WHAT YOU HAVE TO DO -> Return each of the rows below verbatim, reproducing every line without alteration.

GIVEN RECORDS ->
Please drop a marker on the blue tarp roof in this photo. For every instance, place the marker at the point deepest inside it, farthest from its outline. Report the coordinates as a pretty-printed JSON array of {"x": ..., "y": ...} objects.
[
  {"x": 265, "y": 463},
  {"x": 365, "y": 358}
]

ANSWER TO THE EXERCISE ->
Please drop a marker on the blue tarp roof in this photo. For every instance, place the marker at the point deepest inside it, farthest from its outline. Report the coordinates as a pretty-printed JSON array of {"x": ..., "y": ...} objects.
[
  {"x": 265, "y": 463},
  {"x": 365, "y": 358}
]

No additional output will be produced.